▶ **What you have to do**: State how many of the lines below contain the string "thorax", with case taken into account. Give the number alone.

-------- Entries shown --------

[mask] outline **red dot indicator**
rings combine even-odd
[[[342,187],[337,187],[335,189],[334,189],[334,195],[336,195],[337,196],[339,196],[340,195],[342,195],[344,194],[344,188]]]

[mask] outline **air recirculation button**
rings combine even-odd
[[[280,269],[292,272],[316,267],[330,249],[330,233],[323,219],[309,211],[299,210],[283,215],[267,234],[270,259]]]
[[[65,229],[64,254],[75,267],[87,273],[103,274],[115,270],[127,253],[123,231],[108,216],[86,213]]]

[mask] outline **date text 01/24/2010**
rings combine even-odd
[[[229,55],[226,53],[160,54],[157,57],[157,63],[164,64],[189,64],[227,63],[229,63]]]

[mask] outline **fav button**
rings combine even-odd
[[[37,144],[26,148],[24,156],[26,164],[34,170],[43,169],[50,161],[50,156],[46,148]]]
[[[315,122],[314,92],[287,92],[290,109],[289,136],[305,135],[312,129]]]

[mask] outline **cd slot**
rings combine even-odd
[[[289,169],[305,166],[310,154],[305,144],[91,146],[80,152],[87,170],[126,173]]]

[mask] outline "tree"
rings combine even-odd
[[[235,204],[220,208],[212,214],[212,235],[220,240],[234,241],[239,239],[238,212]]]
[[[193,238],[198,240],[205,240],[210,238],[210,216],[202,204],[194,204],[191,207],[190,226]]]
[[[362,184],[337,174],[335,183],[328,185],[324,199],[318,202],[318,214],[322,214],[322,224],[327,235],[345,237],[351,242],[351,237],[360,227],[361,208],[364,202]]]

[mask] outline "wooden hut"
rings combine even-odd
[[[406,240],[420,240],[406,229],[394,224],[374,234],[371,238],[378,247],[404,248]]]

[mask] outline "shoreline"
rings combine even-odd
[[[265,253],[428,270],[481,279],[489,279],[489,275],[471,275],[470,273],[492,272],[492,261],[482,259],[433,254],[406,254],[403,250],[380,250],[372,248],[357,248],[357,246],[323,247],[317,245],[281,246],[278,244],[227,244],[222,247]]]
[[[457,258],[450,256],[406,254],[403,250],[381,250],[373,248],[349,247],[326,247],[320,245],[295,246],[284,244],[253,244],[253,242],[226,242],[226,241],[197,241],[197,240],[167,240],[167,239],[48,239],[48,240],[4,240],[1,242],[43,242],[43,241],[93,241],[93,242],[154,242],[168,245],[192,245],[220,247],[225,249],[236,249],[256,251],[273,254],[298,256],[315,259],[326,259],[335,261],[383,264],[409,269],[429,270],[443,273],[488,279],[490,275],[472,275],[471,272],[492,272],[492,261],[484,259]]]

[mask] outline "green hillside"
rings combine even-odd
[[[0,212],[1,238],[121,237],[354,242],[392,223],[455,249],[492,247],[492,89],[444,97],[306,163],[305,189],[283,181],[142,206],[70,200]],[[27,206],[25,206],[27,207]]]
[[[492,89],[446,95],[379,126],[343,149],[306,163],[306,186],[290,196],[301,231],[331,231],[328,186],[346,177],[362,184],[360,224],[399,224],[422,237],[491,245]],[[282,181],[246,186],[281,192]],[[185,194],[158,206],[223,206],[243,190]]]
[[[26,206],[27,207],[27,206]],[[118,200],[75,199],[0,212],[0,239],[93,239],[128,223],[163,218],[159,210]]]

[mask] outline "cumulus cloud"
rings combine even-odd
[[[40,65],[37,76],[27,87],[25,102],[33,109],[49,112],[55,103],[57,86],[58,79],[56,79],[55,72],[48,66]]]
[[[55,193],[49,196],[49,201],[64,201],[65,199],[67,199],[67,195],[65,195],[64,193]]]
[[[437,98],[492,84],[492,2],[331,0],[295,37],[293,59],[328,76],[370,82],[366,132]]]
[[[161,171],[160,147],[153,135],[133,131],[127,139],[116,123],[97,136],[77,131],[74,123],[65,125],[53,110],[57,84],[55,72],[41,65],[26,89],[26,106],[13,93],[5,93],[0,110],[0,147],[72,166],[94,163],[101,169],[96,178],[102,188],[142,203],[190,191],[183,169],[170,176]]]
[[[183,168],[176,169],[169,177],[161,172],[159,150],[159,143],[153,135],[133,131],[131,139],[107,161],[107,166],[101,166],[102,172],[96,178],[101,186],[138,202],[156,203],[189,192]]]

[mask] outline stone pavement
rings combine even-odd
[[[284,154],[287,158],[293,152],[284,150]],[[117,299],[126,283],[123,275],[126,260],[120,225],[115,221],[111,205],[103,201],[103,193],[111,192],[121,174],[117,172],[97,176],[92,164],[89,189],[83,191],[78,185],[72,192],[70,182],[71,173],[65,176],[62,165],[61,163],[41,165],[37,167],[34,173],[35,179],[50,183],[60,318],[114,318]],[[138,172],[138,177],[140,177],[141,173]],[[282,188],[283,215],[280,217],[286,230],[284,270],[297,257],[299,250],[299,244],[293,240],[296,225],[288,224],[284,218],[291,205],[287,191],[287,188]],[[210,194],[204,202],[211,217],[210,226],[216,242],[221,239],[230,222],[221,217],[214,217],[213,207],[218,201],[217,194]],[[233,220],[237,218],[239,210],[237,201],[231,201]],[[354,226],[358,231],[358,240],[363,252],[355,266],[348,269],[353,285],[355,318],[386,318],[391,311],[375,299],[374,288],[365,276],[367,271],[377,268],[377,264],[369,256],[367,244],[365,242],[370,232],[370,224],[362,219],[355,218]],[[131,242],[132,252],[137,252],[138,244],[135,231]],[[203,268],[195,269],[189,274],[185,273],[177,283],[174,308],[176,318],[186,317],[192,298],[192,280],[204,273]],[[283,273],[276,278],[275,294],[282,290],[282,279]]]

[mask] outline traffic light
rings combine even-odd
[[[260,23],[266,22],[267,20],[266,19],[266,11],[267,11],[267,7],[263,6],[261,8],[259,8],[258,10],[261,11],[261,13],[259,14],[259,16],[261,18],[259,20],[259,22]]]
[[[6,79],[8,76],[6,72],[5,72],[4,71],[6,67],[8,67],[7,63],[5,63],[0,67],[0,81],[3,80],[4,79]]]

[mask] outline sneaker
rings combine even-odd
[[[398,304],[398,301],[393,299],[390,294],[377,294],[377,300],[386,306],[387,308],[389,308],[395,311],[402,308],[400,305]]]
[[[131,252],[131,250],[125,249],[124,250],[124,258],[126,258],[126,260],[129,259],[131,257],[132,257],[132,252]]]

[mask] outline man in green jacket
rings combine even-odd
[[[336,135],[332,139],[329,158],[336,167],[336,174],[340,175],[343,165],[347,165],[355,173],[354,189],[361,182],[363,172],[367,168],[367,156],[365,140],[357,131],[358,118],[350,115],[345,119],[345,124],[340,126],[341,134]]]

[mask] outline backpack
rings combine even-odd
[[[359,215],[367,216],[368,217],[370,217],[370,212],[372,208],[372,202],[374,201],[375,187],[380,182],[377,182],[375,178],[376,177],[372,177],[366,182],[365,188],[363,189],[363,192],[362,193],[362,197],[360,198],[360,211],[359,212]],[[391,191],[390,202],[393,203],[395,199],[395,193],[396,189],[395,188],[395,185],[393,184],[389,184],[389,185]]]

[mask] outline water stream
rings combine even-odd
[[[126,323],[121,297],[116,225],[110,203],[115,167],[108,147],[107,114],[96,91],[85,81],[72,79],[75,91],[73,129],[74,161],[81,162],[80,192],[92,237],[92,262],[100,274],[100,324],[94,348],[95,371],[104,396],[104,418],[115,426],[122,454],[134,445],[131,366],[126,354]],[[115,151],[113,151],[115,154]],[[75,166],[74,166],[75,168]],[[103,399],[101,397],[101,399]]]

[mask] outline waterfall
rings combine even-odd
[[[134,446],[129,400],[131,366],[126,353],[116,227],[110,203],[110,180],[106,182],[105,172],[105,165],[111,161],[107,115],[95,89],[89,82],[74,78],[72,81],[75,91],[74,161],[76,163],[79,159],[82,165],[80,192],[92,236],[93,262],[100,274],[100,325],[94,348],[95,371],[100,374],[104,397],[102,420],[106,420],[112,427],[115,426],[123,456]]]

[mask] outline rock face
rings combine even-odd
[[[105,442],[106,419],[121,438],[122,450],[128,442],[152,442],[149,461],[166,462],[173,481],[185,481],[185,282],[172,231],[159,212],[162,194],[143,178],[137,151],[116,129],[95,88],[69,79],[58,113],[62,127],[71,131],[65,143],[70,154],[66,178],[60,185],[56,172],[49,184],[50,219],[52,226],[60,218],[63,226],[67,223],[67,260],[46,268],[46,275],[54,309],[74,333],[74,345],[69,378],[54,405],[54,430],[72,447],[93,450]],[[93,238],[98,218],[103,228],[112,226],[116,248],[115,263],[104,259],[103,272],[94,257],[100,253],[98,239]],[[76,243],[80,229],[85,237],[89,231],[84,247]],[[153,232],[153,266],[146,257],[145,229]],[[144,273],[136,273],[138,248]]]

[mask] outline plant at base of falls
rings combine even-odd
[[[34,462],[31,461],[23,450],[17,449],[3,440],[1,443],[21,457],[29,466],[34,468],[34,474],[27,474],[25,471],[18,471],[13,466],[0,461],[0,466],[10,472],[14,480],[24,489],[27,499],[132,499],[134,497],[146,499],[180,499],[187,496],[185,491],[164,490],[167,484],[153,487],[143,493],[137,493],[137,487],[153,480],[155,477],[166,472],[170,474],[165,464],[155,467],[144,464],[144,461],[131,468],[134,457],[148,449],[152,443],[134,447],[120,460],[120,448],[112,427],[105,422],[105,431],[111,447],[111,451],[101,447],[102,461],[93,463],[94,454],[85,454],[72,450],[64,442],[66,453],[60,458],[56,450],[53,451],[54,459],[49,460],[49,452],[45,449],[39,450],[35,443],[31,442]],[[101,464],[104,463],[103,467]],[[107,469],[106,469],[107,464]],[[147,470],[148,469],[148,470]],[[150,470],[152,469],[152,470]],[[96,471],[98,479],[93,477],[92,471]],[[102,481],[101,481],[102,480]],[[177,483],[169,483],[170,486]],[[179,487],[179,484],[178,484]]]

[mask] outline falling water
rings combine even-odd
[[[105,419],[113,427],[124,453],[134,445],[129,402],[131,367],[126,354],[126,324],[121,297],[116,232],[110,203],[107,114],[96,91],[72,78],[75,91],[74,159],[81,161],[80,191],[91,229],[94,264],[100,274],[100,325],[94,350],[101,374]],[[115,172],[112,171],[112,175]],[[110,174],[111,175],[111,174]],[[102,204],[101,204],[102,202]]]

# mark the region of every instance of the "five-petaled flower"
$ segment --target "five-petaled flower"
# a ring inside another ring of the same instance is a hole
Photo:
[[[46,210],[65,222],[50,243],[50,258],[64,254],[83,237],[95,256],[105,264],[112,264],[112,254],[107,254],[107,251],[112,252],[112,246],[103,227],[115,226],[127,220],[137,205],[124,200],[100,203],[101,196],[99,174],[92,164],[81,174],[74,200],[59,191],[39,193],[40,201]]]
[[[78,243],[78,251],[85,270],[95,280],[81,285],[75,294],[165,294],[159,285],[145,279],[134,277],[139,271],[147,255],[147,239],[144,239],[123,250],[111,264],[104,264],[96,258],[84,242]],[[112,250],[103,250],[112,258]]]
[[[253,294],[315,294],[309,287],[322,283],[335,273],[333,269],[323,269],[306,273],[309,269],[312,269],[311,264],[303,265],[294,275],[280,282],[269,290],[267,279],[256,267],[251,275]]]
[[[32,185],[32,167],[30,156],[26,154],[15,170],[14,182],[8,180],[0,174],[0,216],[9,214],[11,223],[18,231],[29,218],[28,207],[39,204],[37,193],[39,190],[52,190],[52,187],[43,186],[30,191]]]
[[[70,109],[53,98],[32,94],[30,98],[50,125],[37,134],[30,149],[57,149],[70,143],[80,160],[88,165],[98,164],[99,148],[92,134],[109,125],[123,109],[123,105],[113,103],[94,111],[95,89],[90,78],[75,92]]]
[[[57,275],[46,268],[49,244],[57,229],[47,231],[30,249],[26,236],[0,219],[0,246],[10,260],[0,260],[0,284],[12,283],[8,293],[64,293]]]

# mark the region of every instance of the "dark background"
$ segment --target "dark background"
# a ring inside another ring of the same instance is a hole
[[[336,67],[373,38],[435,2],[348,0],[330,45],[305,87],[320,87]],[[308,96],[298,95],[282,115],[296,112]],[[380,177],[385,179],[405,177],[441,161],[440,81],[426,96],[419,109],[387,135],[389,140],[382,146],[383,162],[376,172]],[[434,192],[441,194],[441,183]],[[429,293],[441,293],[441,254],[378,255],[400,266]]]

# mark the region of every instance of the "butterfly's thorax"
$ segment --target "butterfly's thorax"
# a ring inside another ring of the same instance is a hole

--------

▶ **Answer below**: 2